Data provided:

#####

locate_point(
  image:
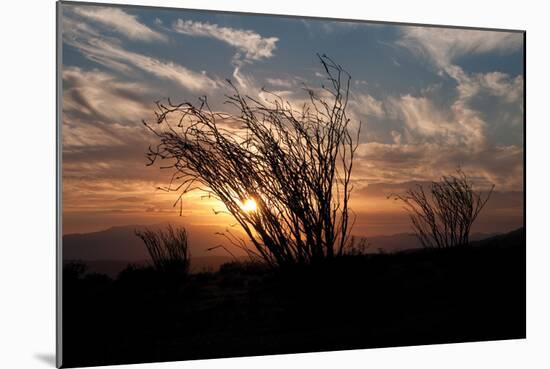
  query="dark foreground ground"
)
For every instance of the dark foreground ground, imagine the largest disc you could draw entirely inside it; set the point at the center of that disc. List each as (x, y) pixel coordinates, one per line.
(409, 298)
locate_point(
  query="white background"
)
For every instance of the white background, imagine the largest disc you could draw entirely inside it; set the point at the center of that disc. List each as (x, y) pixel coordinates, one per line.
(27, 182)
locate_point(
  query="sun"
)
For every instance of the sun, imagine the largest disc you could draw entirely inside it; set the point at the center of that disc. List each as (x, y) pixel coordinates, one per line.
(249, 206)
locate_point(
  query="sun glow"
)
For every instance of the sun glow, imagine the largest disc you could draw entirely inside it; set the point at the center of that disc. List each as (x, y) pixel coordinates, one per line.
(249, 206)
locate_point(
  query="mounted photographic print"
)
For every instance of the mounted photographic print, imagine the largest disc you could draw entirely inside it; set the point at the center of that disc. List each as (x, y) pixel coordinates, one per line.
(235, 184)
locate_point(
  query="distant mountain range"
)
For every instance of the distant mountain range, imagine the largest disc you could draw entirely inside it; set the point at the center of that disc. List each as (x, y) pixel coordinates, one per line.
(111, 250)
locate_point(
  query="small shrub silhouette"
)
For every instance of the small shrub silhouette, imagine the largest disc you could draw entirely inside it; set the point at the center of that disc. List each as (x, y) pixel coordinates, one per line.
(168, 249)
(443, 217)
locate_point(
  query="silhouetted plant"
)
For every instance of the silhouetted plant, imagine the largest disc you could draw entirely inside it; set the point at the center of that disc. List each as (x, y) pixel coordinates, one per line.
(295, 164)
(168, 249)
(443, 217)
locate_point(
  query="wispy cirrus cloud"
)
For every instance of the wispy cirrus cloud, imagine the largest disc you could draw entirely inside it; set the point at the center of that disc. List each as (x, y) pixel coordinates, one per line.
(444, 45)
(121, 22)
(250, 44)
(110, 53)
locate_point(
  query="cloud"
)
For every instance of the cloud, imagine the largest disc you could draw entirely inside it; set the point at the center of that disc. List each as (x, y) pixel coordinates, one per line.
(251, 44)
(110, 53)
(444, 45)
(121, 22)
(424, 122)
(395, 163)
(278, 82)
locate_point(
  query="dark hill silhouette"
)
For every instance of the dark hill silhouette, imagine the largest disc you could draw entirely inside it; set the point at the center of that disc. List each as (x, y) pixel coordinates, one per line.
(421, 296)
(110, 251)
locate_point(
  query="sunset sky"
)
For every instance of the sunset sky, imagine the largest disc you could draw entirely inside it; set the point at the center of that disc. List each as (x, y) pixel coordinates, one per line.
(429, 99)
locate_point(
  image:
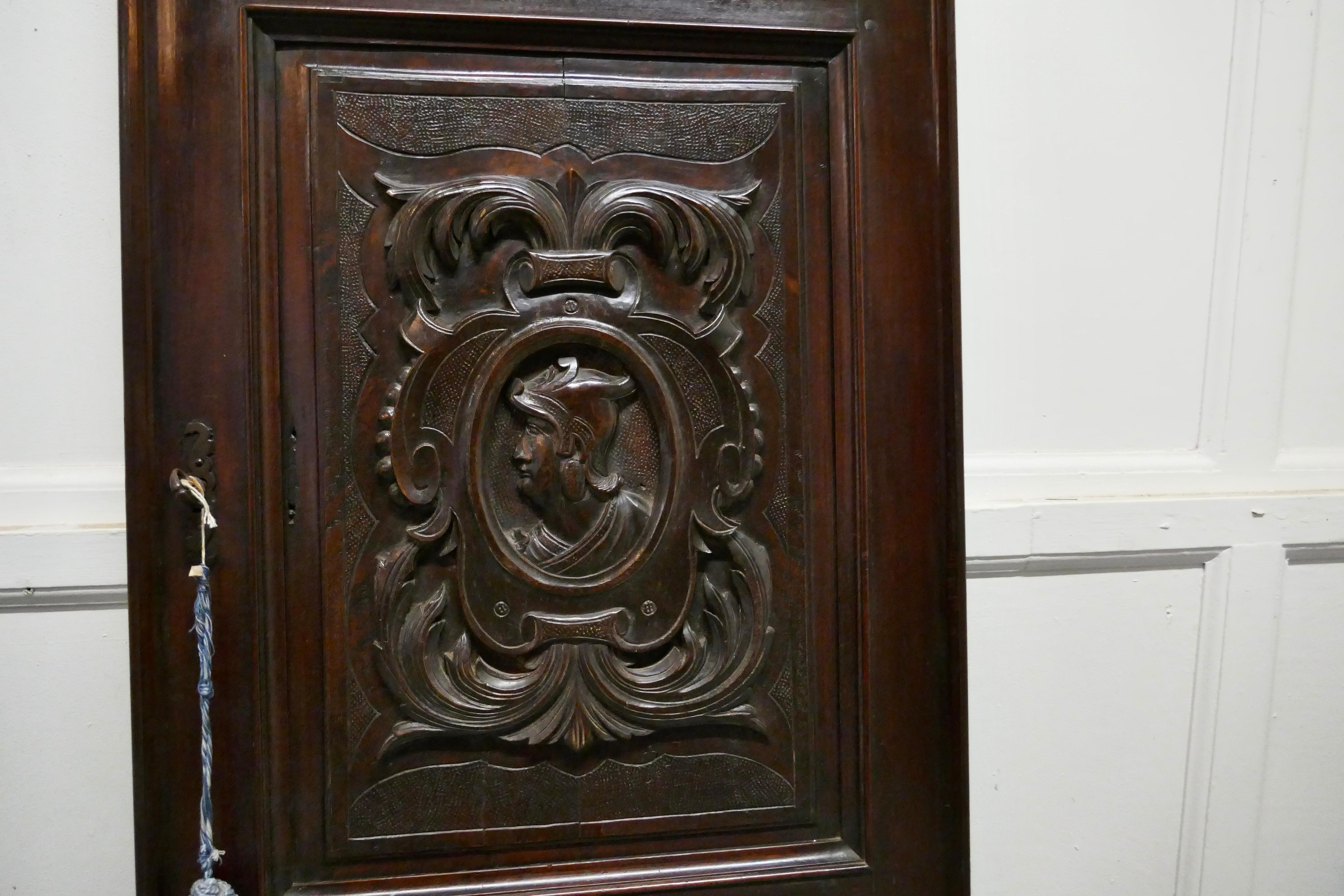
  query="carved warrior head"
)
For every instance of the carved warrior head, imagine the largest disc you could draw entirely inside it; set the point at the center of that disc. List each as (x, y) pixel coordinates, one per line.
(580, 404)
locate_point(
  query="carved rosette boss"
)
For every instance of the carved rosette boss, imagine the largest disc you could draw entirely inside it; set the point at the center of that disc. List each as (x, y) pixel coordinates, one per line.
(572, 447)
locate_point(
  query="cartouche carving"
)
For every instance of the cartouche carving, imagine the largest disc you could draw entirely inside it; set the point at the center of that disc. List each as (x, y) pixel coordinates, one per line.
(544, 592)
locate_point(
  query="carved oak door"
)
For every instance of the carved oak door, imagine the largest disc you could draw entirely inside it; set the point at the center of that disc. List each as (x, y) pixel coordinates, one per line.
(583, 385)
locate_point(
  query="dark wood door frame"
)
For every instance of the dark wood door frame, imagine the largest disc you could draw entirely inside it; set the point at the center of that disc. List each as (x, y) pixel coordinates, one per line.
(214, 254)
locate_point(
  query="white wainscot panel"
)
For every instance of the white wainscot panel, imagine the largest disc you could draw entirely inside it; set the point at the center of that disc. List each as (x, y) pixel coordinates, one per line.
(65, 754)
(1312, 434)
(1080, 721)
(1302, 833)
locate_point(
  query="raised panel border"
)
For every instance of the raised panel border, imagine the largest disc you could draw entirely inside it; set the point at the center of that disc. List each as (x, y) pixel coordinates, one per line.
(768, 859)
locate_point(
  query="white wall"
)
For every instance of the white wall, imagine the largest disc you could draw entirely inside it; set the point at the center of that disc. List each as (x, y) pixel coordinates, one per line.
(1154, 303)
(65, 702)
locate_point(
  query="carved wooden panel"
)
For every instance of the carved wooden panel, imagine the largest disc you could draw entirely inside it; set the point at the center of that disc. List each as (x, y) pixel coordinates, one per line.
(584, 390)
(558, 450)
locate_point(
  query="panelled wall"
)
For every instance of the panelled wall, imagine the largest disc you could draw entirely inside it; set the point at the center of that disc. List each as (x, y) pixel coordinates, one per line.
(1152, 222)
(1154, 304)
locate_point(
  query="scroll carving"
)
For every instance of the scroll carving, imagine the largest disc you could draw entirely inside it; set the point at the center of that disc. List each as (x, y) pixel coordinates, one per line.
(572, 461)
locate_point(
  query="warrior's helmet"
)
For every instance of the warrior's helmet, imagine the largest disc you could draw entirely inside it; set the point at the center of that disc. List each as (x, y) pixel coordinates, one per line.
(581, 405)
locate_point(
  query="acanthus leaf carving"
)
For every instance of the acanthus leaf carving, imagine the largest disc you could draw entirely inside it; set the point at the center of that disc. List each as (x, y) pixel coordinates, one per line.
(466, 659)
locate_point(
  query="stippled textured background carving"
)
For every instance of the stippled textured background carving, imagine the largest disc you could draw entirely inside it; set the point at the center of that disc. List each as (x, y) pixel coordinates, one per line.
(429, 126)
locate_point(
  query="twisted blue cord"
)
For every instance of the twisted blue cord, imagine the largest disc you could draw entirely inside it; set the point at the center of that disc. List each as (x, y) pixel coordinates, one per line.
(205, 628)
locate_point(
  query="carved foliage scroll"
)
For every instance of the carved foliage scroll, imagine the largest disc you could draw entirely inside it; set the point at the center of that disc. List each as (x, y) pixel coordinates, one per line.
(596, 609)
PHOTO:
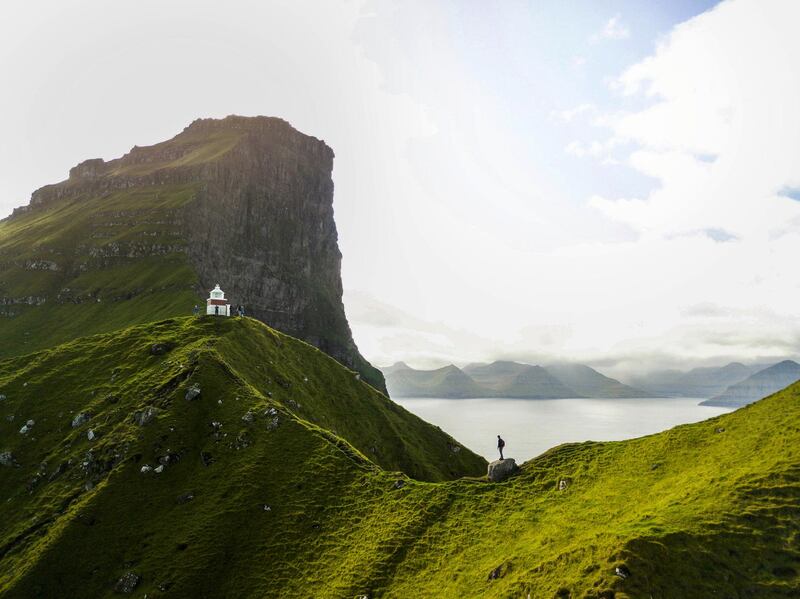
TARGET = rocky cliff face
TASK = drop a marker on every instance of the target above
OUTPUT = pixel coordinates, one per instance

#####

Required action:
Set down the records in full and exactly. Do not carry over any image.

Answer to the exercise:
locate_point(
  image:
  query="dark foreground ground"
)
For every instance of the dark foreground ground, imagine the largest disc you could draw entirely inside it; set the point at the center of that disc. List each as (x, y) pixel coordinates, one per line.
(409, 298)
locate_point(
  query="white background"
)
For every instance of the white background, imagine the largest disc you could draw entirely inside it; set the point at the center of that disc. List each as (x, y) pixel coordinates, one per line.
(27, 182)
locate_point(
  query="sun"
)
For every instance of the sun, imagine the largest disc you could draw entirely inside it; set the point at the center of that disc. List each as (x, y) pixel coordinates, one per line.
(249, 206)
locate_point(
  query="sun glow"
)
For every instance of the sun glow, imagine the largest disc you could draw entirely inside it; set the point at the center of that disc. List each as (x, y) pixel coordinates, one per line.
(249, 206)
locate_point(
  query="mounted photographic print"
)
For every instance of the mounted photographic print, imagine the largest disc you could draw entirely inside it; set the point at the center of that disc. List each as (x, y) pixel coordinates, one per line.
(235, 184)
locate_point(
  query="distant mountain range"
)
For every instance of the distant mountain range, imagine the largest disc you could draw entirely inside it; set the point at the center of that disc. List each as (x, y) pixel coordinates, one per line.
(111, 250)
locate_point(
  query="small shrub silhouette"
)
For every instance of the small shrub silhouette, imagine the largest disc you could draw entirely inside it; set the point at the center of that disc. List each as (x, y) pixel coordinates, one per line.
(168, 249)
(443, 217)
locate_point(
  query="silhouetted plant"
)
For every instance of the silhouetted plant, imagine the largest disc you could draw entirely inside it; set the point at the center of that disc. List each as (x, y) pixel coordinates, one per line.
(295, 164)
(168, 249)
(443, 217)
locate_point(
  query="wispy cirrus cloud"
)
For every instance of the wispy cirrus cloud, imagine the largest disc you could draw entirely inside it; set the point at the center of that disc. List each as (x, y) pixel coordinates, one per line.
(444, 45)
(121, 22)
(250, 44)
(110, 53)
locate_point(
  query="cloud"
)
For every instance of the cloud, imagine the largest disc you could draw entirely inside it; set the point at the center of that disc. List each as (x, y) pixel coordinates, one per line.
(251, 44)
(110, 53)
(444, 45)
(121, 22)
(424, 122)
(395, 163)
(278, 82)
locate_point(
  query="dark hill silhouette"
)
For every instance of the dark hill silhouette, imagine the largest disc you could draw entirely inside it; set the point at the center of that disc. List each as (x, y) pixel coordinates, one per line.
(421, 296)
(110, 251)
locate_point(
  query="sunset sky"
)
For every instance of the sunset sky, imagine the largest disc you could draw entirely inside it; set the point at the center of that disc. List each as (x, y) pixel coordinates, one per line.
(429, 99)
locate_point(
  image:
  query="carved warrior head"
)
For every instance of the carved warrior head, imagine the largest disc you could draw entirely inside it; set the point at the center of that disc. List each as (x, y) pixel coordinates, one per line.
(580, 404)
locate_point(
  query="carved rosette boss"
)
For every instance of the carved rosette boss, imagine the largest disc you could draw entirely inside it; set the point at the center of that disc. List each as (x, y) pixel coordinates, one per line.
(572, 447)
locate_point(
  query="cartouche carving"
)
For every instance of the cartouche carving, imagine the largest disc you could draw entirely inside it; set the point at the center of that disc. List each as (x, y) pixel coordinates, one per line.
(544, 592)
locate_point(
  query="carved oak door"
)
For every instance of the carved oak door, imagine the largest disc you could draw entirely inside it; set the point at the center of that disc. List each as (x, y) pixel coordinates, one per line.
(583, 385)
locate_point(
  query="dark wood door frame"
)
For every instance of the dark wood door frame, imagine the largest disc you could draw entirely inside it; set the point at the center of that disc. List each as (x, y) pixel coordinates, one per line.
(214, 254)
locate_point(
  query="white wainscot panel"
)
For every instance of the white wainscot panel, imagine the largest disc you could draw entirely inside it; set the point at the center of that disc. List each as (x, y) pixel coordinates, one per line.
(65, 754)
(1312, 434)
(1080, 721)
(1302, 833)
locate_point(
  query="raised panel border"
)
For every instance of the raised panel border, imagine the largest disc you could draw entirely inside it; set the point at the center of that disc. List each as (x, y) pixel coordinates, one per line.
(768, 859)
locate_point(
  query="white wall"
)
For every instance of the white wall, imagine the largest disc you could draw entirely inside it; set the point at the center of that disc. List each as (x, y) pixel coordinates, one per line.
(1154, 303)
(65, 702)
locate_point(
  query="carved wooden panel"
)
For every instance of the carved wooden panel, imagine the largest disc you could draw entirely inside it; set the point at the center of that disc. List each as (x, y) pixel coordinates, one per line.
(584, 390)
(558, 450)
locate_point(
  query="panelled wall"
)
For every instance of the panelled wall, imagine the largest disc you could draw entirely inside it; set the point at the center of that disc. List each as (x, y) pixel coordinates, one per line.
(1152, 222)
(1154, 304)
locate_point(
  query="scroll carving"
)
For every instance of the scroll carving, imagine the largest disc you could draw entirely inside it; set the point at the center of that disc. List each as (x, y) pixel coordinates, one per line.
(572, 461)
locate_point(
  query="warrior's helmet"
)
For every instance of the warrior's helmet, imagine the largest disc you could draw entirely inside it; set the point at the center of that disc. List each as (x, y) pixel coordinates, one per line.
(581, 405)
locate_point(
  query="acanthus leaf carving"
)
For every instance of the acanthus leaf carving, imagine the largest disc you could draw entirely inside it; set the point at the center of that disc. List each as (x, y) pixel coordinates, one per line.
(466, 659)
locate_point(
  query="stippled textured background carving"
)
For every instance of the stippled textured background carving, imagine the largest disc you could draw entirely inside it; set the point at the center of that disc. List each as (x, y) pixel coordinates, one per line.
(429, 126)
locate_point(
  query="twisted blue cord"
)
For every instance of the twisted blue cord, imagine the largest disc you could draw entirely inside it; set the point at the center of that disc. List each as (x, y) pixel coordinates, one per line.
(205, 628)
locate_point(
  query="carved foliage scroll"
)
For every instance of the carved foliage scroll, imagine the largest disc you could draw entirely inside it; set the point at the center of that disc. List each as (x, y) pixel coordinates, one per line.
(596, 609)
PHOTO:
TARGET = rocky cliff face
TASK = drop a marker on every instance of the target above
OUTPUT = pixel coordinates, one per instance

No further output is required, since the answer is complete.